▸ **Objective**
Render the material below as a two-column CSV with the header instruction,points. Each row holds one instruction's full text and its matching marked points, each field in double quotes with line breaks replaced by spaces, and the pictures are left out.

▸ **Material for this task**
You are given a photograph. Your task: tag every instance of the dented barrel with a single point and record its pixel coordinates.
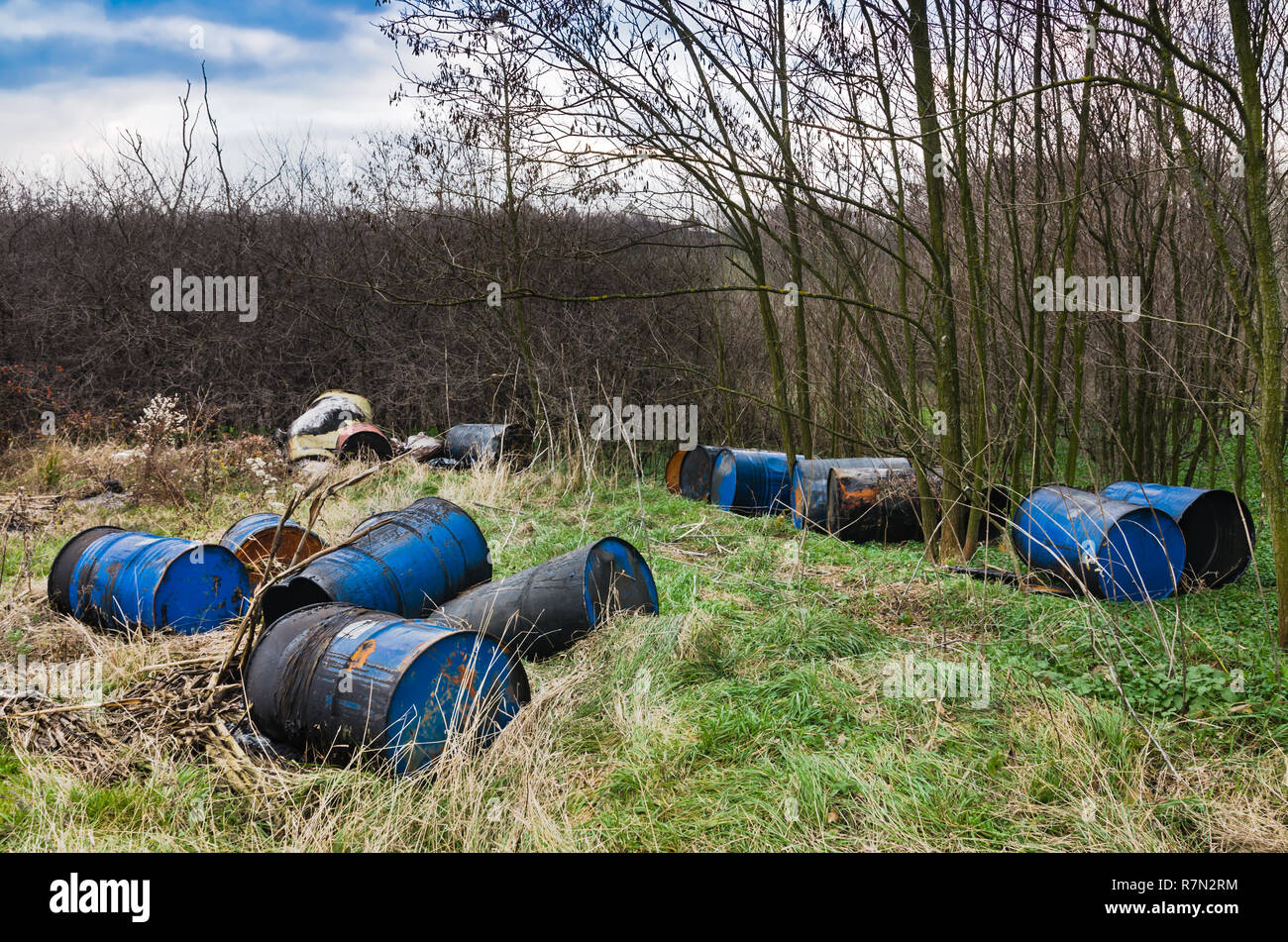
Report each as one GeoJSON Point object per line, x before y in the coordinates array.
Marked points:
{"type": "Point", "coordinates": [542, 610]}
{"type": "Point", "coordinates": [362, 440]}
{"type": "Point", "coordinates": [809, 485]}
{"type": "Point", "coordinates": [404, 562]}
{"type": "Point", "coordinates": [750, 481]}
{"type": "Point", "coordinates": [1119, 551]}
{"type": "Point", "coordinates": [256, 541]}
{"type": "Point", "coordinates": [673, 471]}
{"type": "Point", "coordinates": [696, 472]}
{"type": "Point", "coordinates": [1219, 530]}
{"type": "Point", "coordinates": [482, 443]}
{"type": "Point", "coordinates": [112, 577]}
{"type": "Point", "coordinates": [339, 680]}
{"type": "Point", "coordinates": [876, 504]}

▸ **Answer to this task**
instruction,points
"You are given a photograph. Your task: tag every instance of the dented barrel with a single point and record its pixel coordinates. Report each as one GeoJSON Point object per line, x before y in the coordinates array. Marked points:","{""type"": ""Point"", ""coordinates"": [542, 610]} {""type"": ""Point"", ""coordinates"": [362, 440]} {""type"": ""Point"", ""coordinates"": [809, 485]} {""type"": ""Point"", ""coordinates"": [404, 562]} {""type"": ""Point"", ""coordinates"": [750, 481]} {""type"": ""Point"", ""coordinates"": [1119, 551]} {""type"": ""Point"", ""coordinates"": [256, 541]} {""type"": ""Point"", ""coordinates"": [673, 471]} {""type"": ""Point"", ""coordinates"": [696, 472]} {""type"": ""Point"", ""coordinates"": [1219, 530]} {""type"": ""Point"", ""coordinates"": [482, 443]} {""type"": ""Point"", ""coordinates"": [112, 577]} {""type"": ""Point"", ""coordinates"": [339, 680]} {""type"": ""Point"", ""coordinates"": [876, 504]}"